→ **Exercise instructions**:
Exactly the lines below from the one with "Target: black t-shirt" up to and including the one with "Target: scattered stone" make up the answer, with nothing else added.

Information given: Begin

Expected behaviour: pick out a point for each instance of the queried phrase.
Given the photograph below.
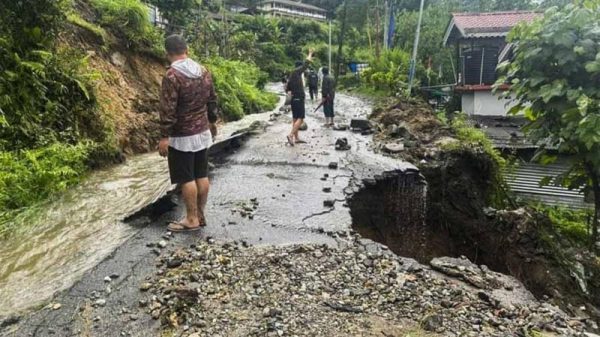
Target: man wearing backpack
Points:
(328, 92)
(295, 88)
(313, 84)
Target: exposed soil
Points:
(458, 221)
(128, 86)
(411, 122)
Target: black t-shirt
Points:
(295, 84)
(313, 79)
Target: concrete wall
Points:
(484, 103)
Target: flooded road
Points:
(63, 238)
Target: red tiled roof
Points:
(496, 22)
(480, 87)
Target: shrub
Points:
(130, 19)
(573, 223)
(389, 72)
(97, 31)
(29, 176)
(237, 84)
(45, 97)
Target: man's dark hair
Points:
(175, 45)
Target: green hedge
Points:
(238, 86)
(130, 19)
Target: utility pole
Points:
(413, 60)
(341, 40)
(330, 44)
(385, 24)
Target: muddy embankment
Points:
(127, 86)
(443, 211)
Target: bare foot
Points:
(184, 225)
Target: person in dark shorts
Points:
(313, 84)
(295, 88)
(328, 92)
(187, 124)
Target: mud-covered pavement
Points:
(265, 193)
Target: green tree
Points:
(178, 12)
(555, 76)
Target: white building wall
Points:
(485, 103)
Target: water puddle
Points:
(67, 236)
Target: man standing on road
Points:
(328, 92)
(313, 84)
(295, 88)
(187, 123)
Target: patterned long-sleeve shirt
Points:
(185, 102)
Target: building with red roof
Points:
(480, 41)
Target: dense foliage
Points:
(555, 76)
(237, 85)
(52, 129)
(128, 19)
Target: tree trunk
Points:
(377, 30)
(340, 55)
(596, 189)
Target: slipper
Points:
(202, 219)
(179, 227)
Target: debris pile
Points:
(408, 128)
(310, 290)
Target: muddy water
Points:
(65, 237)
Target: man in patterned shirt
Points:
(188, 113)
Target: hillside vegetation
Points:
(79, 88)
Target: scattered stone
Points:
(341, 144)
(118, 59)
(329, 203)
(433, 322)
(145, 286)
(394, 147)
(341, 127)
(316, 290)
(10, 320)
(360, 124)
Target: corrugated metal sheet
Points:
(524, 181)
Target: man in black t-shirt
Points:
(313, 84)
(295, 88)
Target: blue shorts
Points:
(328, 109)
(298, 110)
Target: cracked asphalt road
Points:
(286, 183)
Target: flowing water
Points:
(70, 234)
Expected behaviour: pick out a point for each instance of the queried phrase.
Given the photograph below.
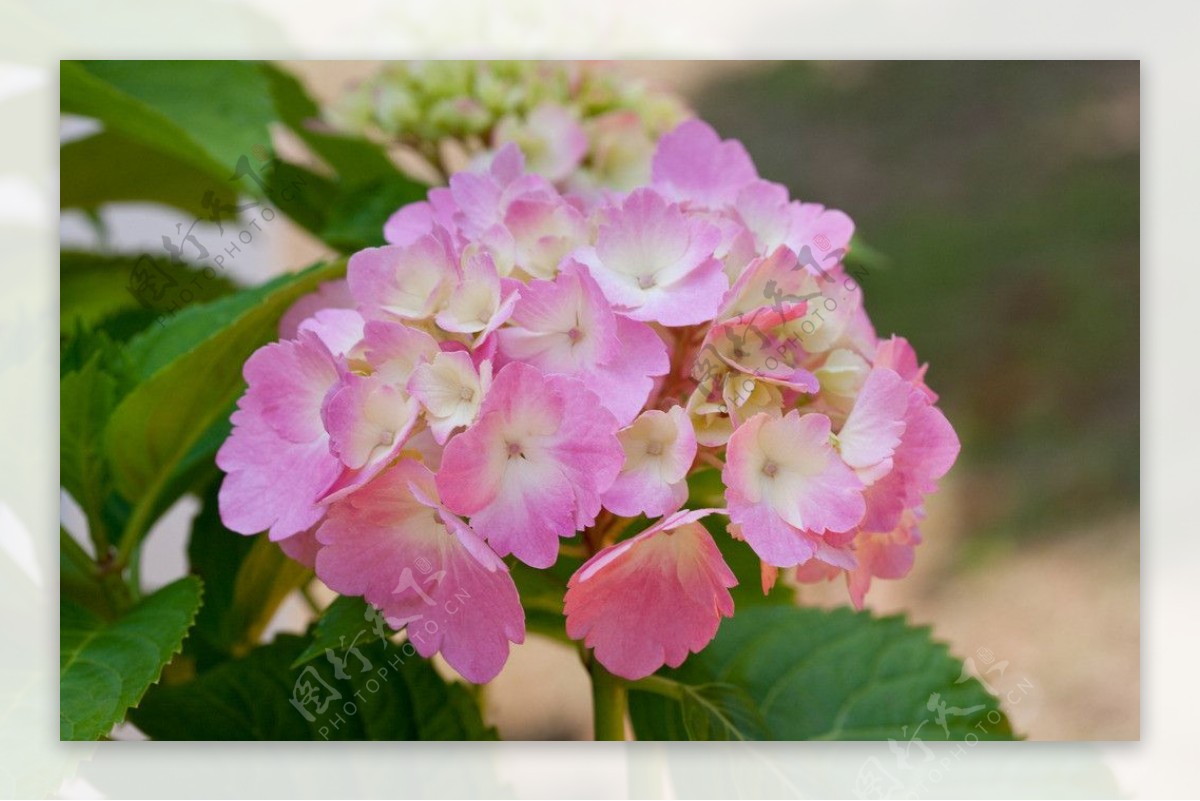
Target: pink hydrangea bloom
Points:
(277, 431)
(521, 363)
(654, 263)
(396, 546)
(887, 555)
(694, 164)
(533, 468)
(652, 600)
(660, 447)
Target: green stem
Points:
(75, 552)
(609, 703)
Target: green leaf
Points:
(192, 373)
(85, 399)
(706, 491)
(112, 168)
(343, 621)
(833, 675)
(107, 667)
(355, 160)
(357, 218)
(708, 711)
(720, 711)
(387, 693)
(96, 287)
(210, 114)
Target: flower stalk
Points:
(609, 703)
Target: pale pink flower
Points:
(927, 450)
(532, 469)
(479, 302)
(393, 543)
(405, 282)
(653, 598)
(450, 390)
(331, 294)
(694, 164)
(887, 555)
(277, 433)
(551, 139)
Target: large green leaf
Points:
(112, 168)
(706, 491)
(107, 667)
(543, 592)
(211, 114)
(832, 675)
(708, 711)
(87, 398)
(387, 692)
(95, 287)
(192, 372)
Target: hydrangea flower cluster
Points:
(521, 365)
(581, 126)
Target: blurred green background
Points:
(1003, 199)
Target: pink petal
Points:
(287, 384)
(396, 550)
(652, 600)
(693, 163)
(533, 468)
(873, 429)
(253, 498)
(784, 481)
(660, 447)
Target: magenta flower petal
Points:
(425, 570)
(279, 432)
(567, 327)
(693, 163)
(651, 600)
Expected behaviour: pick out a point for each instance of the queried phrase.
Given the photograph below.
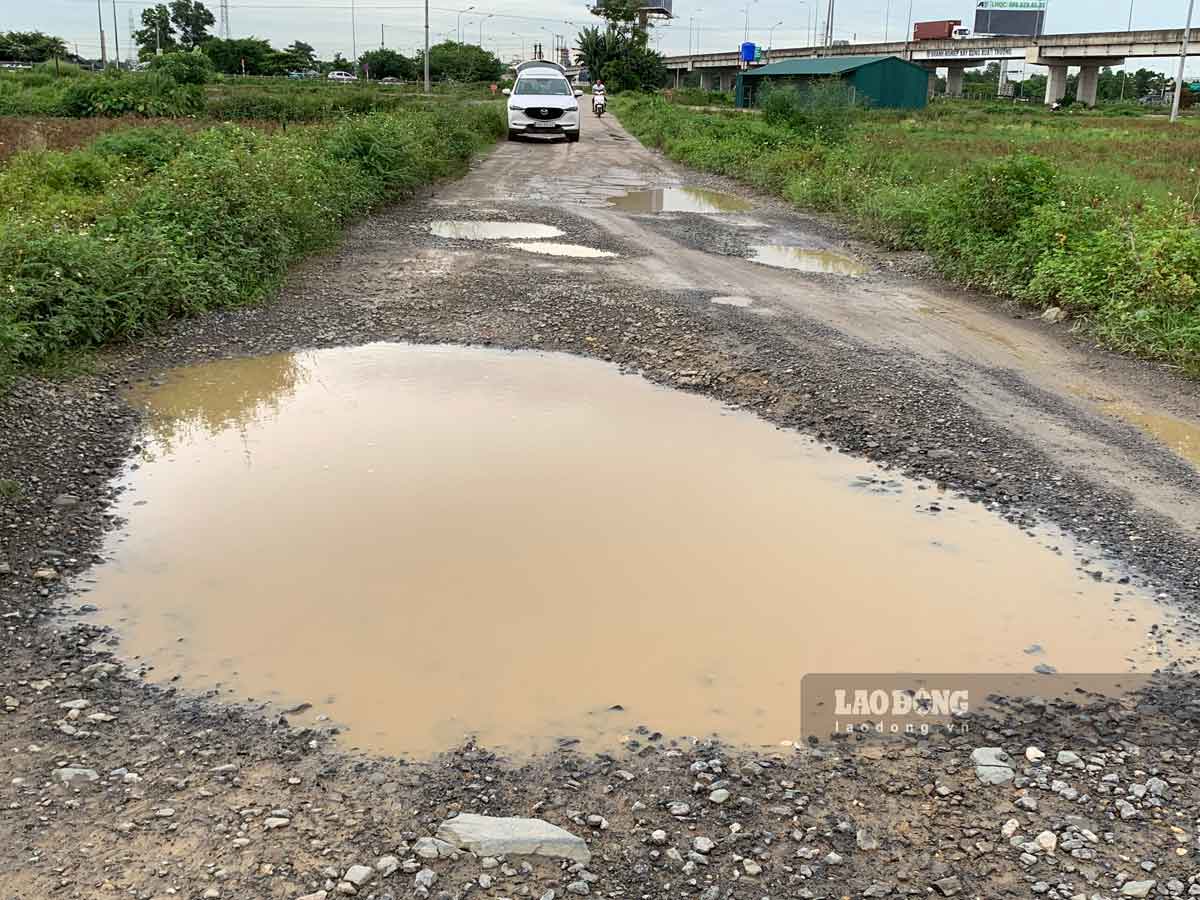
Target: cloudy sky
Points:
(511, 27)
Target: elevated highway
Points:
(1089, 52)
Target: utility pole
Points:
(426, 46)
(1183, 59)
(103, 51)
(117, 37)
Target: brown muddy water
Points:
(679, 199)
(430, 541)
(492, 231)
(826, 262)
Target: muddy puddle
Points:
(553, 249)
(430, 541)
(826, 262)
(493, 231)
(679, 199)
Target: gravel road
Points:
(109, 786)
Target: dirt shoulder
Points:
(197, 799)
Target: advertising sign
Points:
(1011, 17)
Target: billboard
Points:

Information given: End

→ **Output of the task**:
Target: black t-shirt
Points:
(295, 84)
(313, 79)
Target: concrete wall
Points:
(484, 103)
Target: flooded road
Points:
(63, 238)
Target: red tiled roof
Points:
(496, 22)
(480, 87)
Target: shrub
Points:
(130, 19)
(573, 223)
(389, 72)
(97, 31)
(29, 176)
(237, 84)
(45, 97)
Target: man's dark hair
Points:
(175, 45)
Target: green hedge
Points:
(238, 86)
(130, 19)
Target: utility pole
Points:
(413, 60)
(341, 40)
(330, 44)
(385, 24)
Target: muddy embankment
Points:
(127, 86)
(443, 211)
Target: bare foot
Points:
(184, 225)
Target: person in dark shorts
Points:
(313, 84)
(295, 88)
(328, 92)
(187, 124)
Target: mud-covered pavement
Points:
(265, 193)
Target: green tree
Points:
(178, 12)
(555, 76)
Target: white building wall
Points:
(485, 103)
Target: water puddle
Points:
(67, 236)
Target: man standing on road
Points:
(328, 92)
(313, 84)
(295, 88)
(187, 123)
Target: patterned long-sleeve shirt
Points:
(185, 102)
Target: building with red roof
Points:
(480, 41)
Target: dense foliage
Points:
(555, 76)
(237, 85)
(52, 129)
(128, 19)
Target: tree trunk
Points:
(377, 30)
(340, 55)
(596, 189)
Target: slipper
Points:
(202, 219)
(179, 227)
Target: debris pile
Points:
(408, 128)
(310, 290)
Target: muddy water
Points:
(65, 237)
Target: man in patterned shirt
Points:
(188, 113)
Target: hillside vegetation
Points:
(79, 88)
Target: scattered stone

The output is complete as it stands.